> _What is required_
Put the rows below into a numbered list, leaving out any blank lines.

> _Dataset excerpts_
begin

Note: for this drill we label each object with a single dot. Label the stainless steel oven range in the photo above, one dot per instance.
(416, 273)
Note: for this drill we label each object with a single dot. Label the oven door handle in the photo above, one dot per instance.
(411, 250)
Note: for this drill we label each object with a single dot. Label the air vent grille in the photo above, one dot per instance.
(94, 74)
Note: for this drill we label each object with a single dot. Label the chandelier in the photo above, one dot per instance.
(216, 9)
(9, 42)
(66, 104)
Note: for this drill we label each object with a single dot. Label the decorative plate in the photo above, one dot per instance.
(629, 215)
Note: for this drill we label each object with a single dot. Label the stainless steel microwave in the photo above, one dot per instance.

end

> _Full answer_
1. Note: for this drill we label each object with a single dot. Label the stainless steel oven range in the photo above, one dot per instance.
2. (416, 273)
3. Note: for this drill we label each object with a single dot. Label the oven door handle in the photo above, one dot per instance.
4. (411, 250)
5. Note: for this drill we label each object with a single dot. Label the air vent grille in the photo above, one dot per instance.
6. (94, 74)
7. Note: for this drill we label each object with a single dot. Label the chandelier in the photo above, one dot per instance.
8. (216, 9)
9. (9, 42)
10. (66, 104)
11. Note: for this drill we label each object with a single dot. Label the decorative plate in the photo above, one dot per instance.
12. (629, 215)
13. Note: for this drill we label each object with a single dot. Label the stainless steel microwave in the photo above, one dot per instance.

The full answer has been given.